STATED EXERCISE A: Locate each line in the entries below that contains the string "road", and copy every such line.

26 comments on this post.
  1. Semanticleo:

    There has been a lot o hand-wringing wrt to Syrian chemwarfare, and the drumbeat should be received with more skepticism, since this is SOP for disinformation dispensers with a covert agenda.

    I remember the very effective campaign for Reagan’s ‘Peacekeeper’ funding complete with boards displaying the superior size of the ancient liquid-fueled ICBM’s of the Soviets, compared to our state-of-the-art solid fueled boosters.

    A picture is worth a thousand lies.

  2. Just Dropping By:

    I don’t support intervening in Syria, but the chemical weapons issue there is way more plausible than it was in Iraq. Iraq’s chemical weapons program was dismantled after the first Gulf War. Syria’s chemical weapons program has never been subject to any publicized dismantling that I’m aware of (and definitely not under international inspections), so Syria almost certainly has significant chemical weapons stockpiles given that it’s been manufacturing the stuff since the mid-1960s.

  3. joe from Lowell:

    since this is SOP for disinformation dispensers with a covert agenda.

    What is “this” in your sentence? Is it “the expression of concern about chemical weapons?”

    Do you really mean to argue that we should not take expressions of concern over a chemical weapons threat seriously, based solely on the observation that it is an expression of concern about a chemical weapons threat?

    How is this reasoning any different from the dismissal of any concern about gun violence as “gun-grabbing?” Or the dismissal of any concern about racism as “playing the race card?”

    George Bush’s WMD scam wasn’t a scam because it dealt with the subject of chemical weapons. It was a scam because the claims made about such weapons weren’t backed up by any evidence, and were in many cases refuted by evidence. The lesson to learn from that episode should be to look closer at such claims and allow ideology to play less of a role in understanding the threat level, not to lump all such claims together as a category and the judge them as a category.

  4. Marc:

    Syria is not a signatory of the Chemical Weapons Convention, so I assume that means there is no basis under international law for enforcing inspections or dismantling of any associated weapons or programs.

  5. joe from Lowell:

    Noting that Syria is not mandated to produce evidence that it has no chemical weapons does not rebut the point that, unlike in Iraq, there is no such evidence.

    Meanwhile, officials from the Syrian government backed into an acknowledgment that they have chemical weapons this past July.

  6. Just Dropping By:

    I’m not alleging that there is such a basis. I’m just pointing that out in the context of explaining why Semanticleo’s disbelief about allegations of Syrian chemical weapons is misplaced. If someone opposes intervention in Syria on the grounds that “Syrian chemical weapons are a lie,” they are likely going to end up with egg on their face in the event that intervention eventually happens because Syria almost certainly actually does have stockpiles of such weapons. It would be better to oppose intervention on other, sounder, bases.

  7. Major Kong:

    Ah yes. My old “Russian Military Power” book talks about the Russians being “experts in liquid fueled missile technology”.

    This is roughly equivalent to saying they were experts in steam-power.

  8. Semanticleo:

    since this is SOP for disinformation dispensers with a covert agenda.

    Hmmm. I believe the answer to your query is found in the preceding sentence, which you did not find contextual, since you are swallowing the Flounder, whole.

STATED EXERCISE B: Extend the comment thread above about Syrian chemical weapons, starting after its final sentence.

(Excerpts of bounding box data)

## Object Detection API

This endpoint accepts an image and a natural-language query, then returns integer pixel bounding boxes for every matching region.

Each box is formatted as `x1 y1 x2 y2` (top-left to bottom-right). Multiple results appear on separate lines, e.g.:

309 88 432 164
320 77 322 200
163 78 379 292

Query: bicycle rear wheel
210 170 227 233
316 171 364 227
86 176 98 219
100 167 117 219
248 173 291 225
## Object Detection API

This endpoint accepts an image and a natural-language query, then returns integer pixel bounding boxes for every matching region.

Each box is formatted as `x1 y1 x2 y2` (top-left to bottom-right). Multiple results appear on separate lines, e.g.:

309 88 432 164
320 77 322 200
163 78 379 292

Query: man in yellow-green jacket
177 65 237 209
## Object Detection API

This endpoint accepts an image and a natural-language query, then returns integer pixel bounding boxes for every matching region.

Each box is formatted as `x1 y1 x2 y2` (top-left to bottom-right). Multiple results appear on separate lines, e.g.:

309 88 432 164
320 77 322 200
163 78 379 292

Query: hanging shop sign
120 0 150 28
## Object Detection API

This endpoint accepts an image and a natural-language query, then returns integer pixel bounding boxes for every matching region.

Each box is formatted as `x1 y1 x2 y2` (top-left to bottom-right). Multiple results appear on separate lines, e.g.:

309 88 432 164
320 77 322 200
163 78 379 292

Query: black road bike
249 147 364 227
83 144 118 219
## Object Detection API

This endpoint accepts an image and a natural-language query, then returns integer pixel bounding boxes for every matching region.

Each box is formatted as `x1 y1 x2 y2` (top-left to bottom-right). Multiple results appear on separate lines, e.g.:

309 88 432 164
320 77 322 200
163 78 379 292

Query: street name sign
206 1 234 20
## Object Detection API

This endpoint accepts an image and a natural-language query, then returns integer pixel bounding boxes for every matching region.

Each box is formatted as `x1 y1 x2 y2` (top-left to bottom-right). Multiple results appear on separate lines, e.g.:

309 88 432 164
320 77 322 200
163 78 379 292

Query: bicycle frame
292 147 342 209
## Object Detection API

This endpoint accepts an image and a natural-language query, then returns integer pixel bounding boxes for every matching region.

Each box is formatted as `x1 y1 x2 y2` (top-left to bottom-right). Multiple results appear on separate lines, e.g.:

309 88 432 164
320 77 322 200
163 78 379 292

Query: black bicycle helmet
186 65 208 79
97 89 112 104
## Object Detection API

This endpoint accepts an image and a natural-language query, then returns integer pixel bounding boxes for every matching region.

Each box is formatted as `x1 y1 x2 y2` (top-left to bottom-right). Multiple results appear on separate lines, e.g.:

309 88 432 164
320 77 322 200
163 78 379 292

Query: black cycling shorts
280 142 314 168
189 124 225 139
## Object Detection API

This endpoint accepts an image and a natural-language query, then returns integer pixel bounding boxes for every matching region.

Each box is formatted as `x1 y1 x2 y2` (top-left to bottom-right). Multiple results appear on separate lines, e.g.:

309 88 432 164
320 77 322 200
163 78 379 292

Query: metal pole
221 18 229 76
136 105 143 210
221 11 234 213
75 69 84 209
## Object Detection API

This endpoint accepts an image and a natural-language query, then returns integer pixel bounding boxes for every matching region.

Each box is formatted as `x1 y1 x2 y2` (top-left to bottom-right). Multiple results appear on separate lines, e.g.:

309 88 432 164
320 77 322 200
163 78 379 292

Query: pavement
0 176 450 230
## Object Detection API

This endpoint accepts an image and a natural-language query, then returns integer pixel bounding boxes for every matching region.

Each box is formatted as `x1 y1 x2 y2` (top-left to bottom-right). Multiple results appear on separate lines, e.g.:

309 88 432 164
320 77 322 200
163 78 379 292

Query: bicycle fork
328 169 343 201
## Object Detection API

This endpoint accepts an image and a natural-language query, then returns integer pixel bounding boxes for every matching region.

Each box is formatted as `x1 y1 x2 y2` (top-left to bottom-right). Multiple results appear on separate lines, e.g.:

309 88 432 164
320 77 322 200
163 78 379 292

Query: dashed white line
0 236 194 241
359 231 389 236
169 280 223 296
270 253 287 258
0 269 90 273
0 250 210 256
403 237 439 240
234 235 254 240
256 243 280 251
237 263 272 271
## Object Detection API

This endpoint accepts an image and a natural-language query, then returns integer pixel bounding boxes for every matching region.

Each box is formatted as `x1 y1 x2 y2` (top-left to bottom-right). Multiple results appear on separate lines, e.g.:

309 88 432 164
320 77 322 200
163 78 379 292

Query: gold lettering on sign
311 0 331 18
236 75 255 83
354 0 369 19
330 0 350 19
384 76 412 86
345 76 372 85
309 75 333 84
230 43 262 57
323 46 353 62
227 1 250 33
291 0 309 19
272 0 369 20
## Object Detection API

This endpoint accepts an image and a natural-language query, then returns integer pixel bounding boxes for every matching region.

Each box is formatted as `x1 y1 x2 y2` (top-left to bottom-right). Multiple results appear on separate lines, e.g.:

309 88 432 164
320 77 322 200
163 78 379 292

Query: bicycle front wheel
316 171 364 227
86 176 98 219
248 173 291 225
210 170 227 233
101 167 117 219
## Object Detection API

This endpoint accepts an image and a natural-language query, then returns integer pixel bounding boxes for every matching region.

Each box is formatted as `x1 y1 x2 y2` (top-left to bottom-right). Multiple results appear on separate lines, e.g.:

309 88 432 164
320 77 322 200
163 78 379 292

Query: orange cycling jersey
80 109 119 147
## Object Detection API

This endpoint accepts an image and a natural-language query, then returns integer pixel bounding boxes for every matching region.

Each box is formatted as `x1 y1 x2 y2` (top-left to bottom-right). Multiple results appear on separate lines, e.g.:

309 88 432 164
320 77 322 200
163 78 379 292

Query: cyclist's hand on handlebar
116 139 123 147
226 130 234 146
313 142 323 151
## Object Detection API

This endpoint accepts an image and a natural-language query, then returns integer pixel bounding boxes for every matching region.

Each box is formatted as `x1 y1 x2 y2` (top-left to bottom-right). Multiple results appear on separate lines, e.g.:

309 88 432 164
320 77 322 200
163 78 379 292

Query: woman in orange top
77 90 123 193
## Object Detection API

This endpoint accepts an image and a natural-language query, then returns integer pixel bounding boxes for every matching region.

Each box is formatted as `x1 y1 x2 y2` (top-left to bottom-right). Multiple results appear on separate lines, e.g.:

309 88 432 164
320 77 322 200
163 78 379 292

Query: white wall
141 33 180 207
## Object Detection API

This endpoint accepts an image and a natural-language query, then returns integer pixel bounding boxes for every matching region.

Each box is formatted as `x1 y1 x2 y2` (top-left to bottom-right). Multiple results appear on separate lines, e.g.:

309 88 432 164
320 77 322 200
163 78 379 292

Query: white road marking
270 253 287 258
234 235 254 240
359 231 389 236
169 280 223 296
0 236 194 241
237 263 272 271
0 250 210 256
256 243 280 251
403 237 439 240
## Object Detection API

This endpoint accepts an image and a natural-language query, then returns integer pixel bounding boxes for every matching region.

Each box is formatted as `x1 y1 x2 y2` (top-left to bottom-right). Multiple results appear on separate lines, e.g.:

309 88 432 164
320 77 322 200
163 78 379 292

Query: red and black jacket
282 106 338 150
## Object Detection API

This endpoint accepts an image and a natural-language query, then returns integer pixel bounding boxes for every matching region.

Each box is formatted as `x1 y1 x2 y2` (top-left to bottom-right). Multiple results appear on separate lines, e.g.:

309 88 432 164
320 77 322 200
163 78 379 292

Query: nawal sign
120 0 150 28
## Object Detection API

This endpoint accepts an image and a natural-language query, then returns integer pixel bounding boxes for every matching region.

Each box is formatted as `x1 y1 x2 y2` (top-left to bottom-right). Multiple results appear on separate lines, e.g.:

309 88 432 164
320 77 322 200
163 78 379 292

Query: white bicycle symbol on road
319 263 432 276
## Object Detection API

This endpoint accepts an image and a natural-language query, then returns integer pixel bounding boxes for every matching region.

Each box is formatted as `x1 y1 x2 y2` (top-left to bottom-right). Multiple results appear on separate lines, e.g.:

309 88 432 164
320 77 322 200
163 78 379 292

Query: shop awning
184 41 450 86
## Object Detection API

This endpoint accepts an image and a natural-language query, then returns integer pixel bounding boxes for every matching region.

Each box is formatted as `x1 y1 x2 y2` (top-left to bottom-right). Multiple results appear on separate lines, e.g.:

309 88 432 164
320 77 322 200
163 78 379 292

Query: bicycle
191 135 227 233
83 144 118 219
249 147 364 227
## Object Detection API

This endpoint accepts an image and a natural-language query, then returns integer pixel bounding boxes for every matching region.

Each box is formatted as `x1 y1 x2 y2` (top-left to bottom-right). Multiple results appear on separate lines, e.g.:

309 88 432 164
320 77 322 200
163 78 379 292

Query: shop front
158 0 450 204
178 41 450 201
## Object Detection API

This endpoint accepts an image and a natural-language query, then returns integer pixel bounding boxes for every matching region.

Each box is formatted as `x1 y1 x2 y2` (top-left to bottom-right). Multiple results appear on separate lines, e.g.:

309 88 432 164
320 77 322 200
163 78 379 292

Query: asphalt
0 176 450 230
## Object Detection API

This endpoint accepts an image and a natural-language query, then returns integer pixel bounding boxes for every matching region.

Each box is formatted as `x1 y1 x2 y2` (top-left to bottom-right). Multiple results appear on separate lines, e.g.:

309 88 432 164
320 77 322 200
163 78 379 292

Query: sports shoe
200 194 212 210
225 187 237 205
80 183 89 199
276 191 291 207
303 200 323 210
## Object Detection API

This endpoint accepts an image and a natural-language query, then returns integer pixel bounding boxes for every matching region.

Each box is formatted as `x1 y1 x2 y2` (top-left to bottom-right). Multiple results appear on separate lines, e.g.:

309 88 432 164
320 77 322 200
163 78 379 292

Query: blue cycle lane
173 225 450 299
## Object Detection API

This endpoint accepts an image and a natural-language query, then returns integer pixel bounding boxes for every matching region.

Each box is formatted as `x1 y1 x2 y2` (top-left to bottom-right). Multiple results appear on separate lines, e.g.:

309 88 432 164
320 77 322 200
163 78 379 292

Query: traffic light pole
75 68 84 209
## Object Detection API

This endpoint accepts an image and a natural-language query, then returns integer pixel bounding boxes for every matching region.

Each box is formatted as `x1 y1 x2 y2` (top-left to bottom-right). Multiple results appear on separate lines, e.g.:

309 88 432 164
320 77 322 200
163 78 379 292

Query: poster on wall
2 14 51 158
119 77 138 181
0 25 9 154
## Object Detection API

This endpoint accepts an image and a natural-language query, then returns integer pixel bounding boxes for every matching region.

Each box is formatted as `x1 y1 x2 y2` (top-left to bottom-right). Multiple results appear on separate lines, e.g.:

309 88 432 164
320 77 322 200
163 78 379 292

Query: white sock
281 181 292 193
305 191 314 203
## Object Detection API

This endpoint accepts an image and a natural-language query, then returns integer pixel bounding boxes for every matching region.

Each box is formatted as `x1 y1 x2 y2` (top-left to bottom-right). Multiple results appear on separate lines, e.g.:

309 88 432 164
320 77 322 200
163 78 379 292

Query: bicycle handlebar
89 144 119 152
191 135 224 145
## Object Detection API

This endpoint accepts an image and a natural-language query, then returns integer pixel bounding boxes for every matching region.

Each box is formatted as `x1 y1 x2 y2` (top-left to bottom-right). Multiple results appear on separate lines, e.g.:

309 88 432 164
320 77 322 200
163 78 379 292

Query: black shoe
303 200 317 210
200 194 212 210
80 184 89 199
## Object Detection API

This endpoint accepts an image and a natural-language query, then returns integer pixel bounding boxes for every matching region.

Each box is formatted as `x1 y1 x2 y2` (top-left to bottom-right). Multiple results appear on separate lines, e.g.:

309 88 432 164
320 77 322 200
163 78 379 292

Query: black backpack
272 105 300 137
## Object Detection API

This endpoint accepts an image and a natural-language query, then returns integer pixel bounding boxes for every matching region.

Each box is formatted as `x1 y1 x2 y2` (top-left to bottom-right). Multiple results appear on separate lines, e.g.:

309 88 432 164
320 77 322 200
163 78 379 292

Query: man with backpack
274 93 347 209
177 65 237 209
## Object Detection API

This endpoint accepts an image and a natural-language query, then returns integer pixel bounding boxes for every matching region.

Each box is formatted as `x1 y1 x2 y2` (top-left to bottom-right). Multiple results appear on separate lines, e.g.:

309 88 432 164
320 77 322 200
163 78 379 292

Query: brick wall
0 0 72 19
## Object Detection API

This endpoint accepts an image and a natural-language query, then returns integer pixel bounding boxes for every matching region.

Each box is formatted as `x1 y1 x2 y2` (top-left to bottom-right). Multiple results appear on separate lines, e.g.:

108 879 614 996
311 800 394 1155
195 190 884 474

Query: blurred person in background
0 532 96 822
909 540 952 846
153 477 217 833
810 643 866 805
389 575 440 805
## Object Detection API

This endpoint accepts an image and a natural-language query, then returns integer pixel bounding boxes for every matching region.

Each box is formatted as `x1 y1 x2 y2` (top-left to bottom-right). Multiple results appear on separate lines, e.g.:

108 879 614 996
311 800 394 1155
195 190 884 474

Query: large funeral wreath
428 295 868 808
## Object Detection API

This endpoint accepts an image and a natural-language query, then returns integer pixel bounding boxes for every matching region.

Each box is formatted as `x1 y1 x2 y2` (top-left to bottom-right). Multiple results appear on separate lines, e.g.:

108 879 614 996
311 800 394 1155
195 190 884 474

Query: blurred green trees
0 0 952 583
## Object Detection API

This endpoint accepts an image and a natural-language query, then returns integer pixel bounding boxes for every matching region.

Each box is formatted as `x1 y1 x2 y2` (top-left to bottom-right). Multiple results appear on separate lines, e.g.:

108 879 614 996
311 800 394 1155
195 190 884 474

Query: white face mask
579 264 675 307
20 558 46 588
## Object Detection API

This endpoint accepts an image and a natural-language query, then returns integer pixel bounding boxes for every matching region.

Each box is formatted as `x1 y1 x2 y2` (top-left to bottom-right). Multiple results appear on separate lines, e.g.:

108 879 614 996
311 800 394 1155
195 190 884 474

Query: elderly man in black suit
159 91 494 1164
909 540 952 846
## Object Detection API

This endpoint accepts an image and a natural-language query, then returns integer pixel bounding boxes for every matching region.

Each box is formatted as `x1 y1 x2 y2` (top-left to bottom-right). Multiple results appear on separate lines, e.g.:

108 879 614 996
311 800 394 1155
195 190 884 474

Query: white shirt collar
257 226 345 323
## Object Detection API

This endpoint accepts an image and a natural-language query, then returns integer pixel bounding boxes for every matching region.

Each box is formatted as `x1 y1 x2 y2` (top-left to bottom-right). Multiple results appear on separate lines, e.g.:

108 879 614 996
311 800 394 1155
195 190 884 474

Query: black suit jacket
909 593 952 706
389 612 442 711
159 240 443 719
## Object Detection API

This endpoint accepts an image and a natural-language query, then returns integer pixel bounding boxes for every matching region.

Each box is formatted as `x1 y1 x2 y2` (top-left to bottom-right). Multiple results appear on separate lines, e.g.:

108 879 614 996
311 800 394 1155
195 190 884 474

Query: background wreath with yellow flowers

RIGHT ANSWER A:
Query: black road bike
Query: white road marking
Query: white bicycle symbol on road

RIGHT ANSWER B:
    the drumbeat should be received with more skepticism

  9. joe from Lowell:

    since you are swallowing the Flounder, whole

    I know you don’t realize it, but you just lost the argument.

  10. joe from Lowell:

    BTW, “skepticism” that only goes in one direction is not skepticism.

    It’s just ideological bias.

  11. Semanticleo:

    I did not say Syria has no WMD, but I am skeptical about the public relations firms insisting it is an imminent threat. The ‘lies’ were side-sourced to RWR and cohort wrt the need for the ‘Peacekeeper’ and the very efficient machinery for such promulgation.

  12. Semanticleo:

    I know you don’t realize it, but you just lost the argument.

    Declares victory at half-time, then leaves the field.

  13. joe from Lowell:

    If someone opposes intervention in Syria on the grounds that “Syrian chemical weapons are a lie,” they are likely going to end up with egg on their face

    More than that, by treating the question of fact as something that is important to dispute, such an argument implicitly acknowledges that a chemical weapons threat could justify intervention, so being proven wrong doesn’t just make those making this claim look wrong on the facts, but also serves as an affirmative argument for the cause they set out to oppose.

  14. joe from Lowell:

    I’m not going anywhere, hon.

    In fact, I was writing my second argument below while you were writing…this little masterpiece.

  15. Semanticleo:

    Heh. Argument that goes one way is called playing with yourself.

  16. joe from Lowell:

    Good thing you won’t leave, then.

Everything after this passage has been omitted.